The ncurses libraries implement the curses API.  The panel, menu and forms
libraries implement clones of the SVr4 panel, menu and forms APIs.  The source
code for these lives in the `ncurses', `panel', `menu', and `form' directories
respectively.
 
In the `c++' directory, you'll find code that defines an interface to the
curses, forms, menus and panels library packaged as C++ classes, and a demo program in C++
to test it.  These class definition modules are not installed by the 'make
install.libs' rule as libncurses++.
 
In the `Ada95' directory, you'll find code and documentation for an
Ada95 binding of the curses API, to be used with the GNAT compiler.
This binding is built by a normal top-level `make' if configure detects
an usable version of GNAT (3.11 or above). It is not installed automatically.
See the Ada95 directory for more build and installation instructions and
for documentation of the binding.
 
To do its job, the ncurses code needs your terminal type to be set in the
environment variable TERM (normally set by your OS; under UNIX, getty(1)
typically does this, but you can override it in your .profile); and, it needs a
database of terminal descriptions in which to look up your terminal type's
capabilities.

───

To do —
[A] Answer these questions using the ncurses excerpt:
(i) In which directory does the source code for the forms library live?
(ii) Which compiler is the Ada95 binding of the curses API meant to be used with?
(iii) Which environment variable must hold the terminal type for the ncurses code to work?
[B] Reproduce word for word the passage of the ncurses excerpt from "The ncurses libraries" to "the GNAT compiler.".
This material has no connection to the ncurses excerpt.

Image annotation data

───

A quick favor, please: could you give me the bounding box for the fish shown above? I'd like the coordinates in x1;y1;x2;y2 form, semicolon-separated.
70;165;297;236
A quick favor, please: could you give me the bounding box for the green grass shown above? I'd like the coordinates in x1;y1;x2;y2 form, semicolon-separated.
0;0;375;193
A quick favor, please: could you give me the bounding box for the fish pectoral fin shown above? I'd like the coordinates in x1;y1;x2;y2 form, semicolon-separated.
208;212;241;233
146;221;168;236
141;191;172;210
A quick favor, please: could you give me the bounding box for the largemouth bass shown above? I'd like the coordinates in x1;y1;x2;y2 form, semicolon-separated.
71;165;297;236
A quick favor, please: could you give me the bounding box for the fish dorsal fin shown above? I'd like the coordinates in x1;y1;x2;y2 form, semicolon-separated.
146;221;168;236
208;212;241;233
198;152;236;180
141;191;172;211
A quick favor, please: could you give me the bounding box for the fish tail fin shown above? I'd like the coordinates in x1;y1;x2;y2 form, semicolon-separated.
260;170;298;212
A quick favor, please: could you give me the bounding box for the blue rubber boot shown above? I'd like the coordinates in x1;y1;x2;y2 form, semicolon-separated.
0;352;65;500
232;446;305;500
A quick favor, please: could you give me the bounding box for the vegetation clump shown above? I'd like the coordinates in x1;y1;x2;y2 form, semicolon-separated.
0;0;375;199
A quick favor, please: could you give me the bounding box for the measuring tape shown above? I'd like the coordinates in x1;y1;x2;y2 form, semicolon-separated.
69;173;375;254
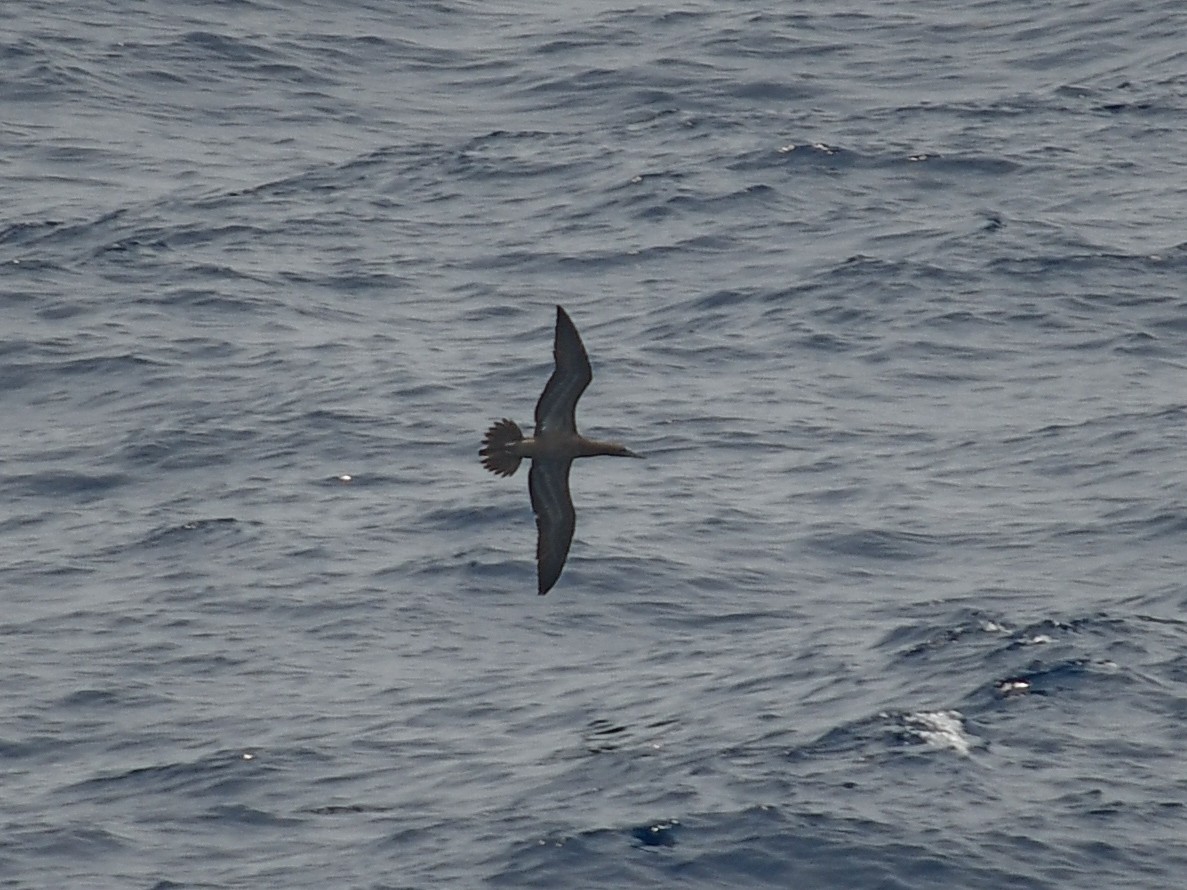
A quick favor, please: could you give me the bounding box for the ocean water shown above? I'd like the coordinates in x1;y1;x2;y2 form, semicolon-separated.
0;0;1187;890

───

In response —
[A]
(i) The `form' directory.
(ii) The GNAT compiler.
(iii) TERM.

[B]
The ncurses libraries implement the curses API.  The panel, menu and forms
libraries implement clones of the SVr4 panel, menu and forms APIs.  The source
code for these lives in the `ncurses', `panel', `menu', and `form' directories
respectively.
 
In the `c++' directory, you'll find code that defines an interface to the
curses, forms, menus and panels library packaged as C++ classes, and a demo program in C++
to test it.  These class definition modules are not installed by the 'make
install.libs' rule as libncurses++.
 
In the `Ada95' directory, you'll find code and documentation for an
Ada95 binding of the curses API, to be used with the GNAT compiler.